» **ENUNCIADO**
¿Cómo queda el fragmento del artículo sobre el origen de la palabra «Dios» que arranca en las palabras "En las lenguas germánicas, el" y se detiene tras "derramar o verter." si cambias "libaciones" por "ofrendas"?

En las lenguas románicas, el español Dios, el italiano Dio, el francés Dieu, etc., provienen del latino Deus, y éste, al igual que el griego Theós y el sánscrito deva, se derivan de la raíz protoindoeuropea deiwos-diewos, que significa “brillo”, “resplandor”. La importancia del firmamento celeste es un rasgo característico de la cultura agraria: los humanos cazadores-recolectores miran a la tierra que les ofrece animales y frutos, mientras los agricultores-ganaderos miran sobre todo al cielo de donde les viene la luz y la lluvia. Dios es como el resplandor del cielo que ilumina la tierra y cuanto la habita. Todo viene de la luz o de la energía, nos dice la física en otro plano de lenguaje[14].
En las lenguas germánicas, el alemán Gott, el inglés God, etc., vienen de la forma participial ghuto de la raíz verbal indogermánica gheu, que significa “llamar”, “invocar”. “Dios” o los dioses serían, pues, seres a los que se invoca y llama, o el referente último de toda llamada. La raíz indogermánica gheu podría significar también “derramar”, “verter” (https://de.wikipedia.org/wiki/Gott], en cuyo caso “Dios” sería “aquello” a lo que se ofrecen libaciones de aceite, vino, leche, miel, agua…, los jugos mejores de la tierra. Pudiera ser que el griego Theós se derive igualmente de thyein, que significa derramar o verter.
En las lenguas eslavas, por fin (ruso, polaco, serbocroata…), Bog (“Dios”) proviene de la raíz indoirania bhag, que significa “riqueza”, “dador” (Bhaga es el dios védico de la riqueza y del matrimonios)[15].
7. Un primer balance: éxito provisional del teísmo
He ahí los dioses y las diosas, he ahí “Dios/a”. El ser humano, hijo de los australopitecos, primo hermano de los chimpancés, hecho –como todo lo que existe– de átomos formados de restos de antiquísimas estrellas extintas, polvo de estrellas organizado en un cerebro supercomplejo, dotado de capacidad simbólica –la extraña capacidad de imaginar lo que no existe, de intuir en los seres visibles el Misterio del Ser invisible, de transcender el presente–, “polvo de estrellas reflexionando sobre estrellas” (C. Sagan), imaginó unos seres superiores a él, creó a su creador, y se sometió a unas divinidades que ellos mismos crearon, en la esperanza de alcanzar la “salvación”, la paz del corazón, la armonía en la enredada maraña de tantos intereses personales y sociales contradictorios. ¿Lo conseguirá? ¿Las creencias y el culto de los dioses, los códigos sustentados en la voluntad divina y controlados por un estamento sagrado procurarán libertad, justicia, fraternidad a esta especie humana tan admirable y problemática, tan inacabada? ¿Encontrará el necesario consuelo? Es lo que esperaban.

» **MATERIAL PROPORCIONADO**
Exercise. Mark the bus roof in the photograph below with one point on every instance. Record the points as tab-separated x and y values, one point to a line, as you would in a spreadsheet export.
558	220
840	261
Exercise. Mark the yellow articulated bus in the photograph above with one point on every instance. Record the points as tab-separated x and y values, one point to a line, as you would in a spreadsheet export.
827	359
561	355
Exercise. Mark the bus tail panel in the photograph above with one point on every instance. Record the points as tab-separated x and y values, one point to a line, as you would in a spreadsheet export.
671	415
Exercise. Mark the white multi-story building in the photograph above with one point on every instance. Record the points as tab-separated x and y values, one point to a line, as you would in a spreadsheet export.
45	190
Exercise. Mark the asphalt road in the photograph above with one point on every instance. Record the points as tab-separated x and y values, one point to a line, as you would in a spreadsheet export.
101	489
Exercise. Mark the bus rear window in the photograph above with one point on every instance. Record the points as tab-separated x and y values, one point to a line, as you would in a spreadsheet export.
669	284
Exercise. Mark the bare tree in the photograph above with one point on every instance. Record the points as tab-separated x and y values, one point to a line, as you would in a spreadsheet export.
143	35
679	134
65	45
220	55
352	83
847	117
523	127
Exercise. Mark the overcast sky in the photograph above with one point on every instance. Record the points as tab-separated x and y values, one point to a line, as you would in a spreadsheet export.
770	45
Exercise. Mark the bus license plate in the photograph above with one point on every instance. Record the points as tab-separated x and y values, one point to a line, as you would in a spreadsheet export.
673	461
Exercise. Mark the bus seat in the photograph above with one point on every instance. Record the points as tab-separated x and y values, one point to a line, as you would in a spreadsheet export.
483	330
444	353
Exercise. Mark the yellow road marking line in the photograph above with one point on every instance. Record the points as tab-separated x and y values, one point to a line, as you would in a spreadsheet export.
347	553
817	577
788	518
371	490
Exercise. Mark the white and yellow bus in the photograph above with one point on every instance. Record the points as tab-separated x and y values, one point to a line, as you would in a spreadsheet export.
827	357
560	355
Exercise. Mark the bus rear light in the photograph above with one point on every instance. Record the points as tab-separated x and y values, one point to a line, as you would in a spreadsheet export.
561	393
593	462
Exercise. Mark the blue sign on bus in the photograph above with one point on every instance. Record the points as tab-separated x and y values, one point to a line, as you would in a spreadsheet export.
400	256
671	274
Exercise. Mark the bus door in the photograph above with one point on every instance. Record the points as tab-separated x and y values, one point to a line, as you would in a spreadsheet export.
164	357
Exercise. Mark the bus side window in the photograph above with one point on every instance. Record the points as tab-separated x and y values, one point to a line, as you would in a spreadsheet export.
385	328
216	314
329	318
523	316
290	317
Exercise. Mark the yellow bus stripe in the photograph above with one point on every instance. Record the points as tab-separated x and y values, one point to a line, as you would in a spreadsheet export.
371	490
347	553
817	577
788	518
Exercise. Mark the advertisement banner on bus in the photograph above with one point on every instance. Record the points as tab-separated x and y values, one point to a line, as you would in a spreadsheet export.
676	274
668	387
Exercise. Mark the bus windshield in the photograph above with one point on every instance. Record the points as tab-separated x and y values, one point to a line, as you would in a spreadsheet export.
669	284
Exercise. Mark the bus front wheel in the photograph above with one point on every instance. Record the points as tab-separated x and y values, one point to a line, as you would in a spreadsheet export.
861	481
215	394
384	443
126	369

» **RESPUESTA**
En las lenguas germánicas, el alemán Gott, el inglés God, etc., vienen de la forma participial ghuto de la raíz verbal indogermánica gheu, que significa “llamar”, “invocar”. “Dios” o los dioses serían, pues, seres a los que se invoca y llama, o el referente último de toda llamada. La raíz indogermánica gheu podría significar también “derramar”, “verter” (https://de.wikipedia.org/wiki/Gott], en cuyo caso “Dios” sería “aquello” a lo que se ofrecen ofrendas de aceite, vino, leche, miel, agua…, los jugos mejores de la tierra. Pudiera ser que el griego Theós se derive igualmente de thyein, que significa derramar o verter.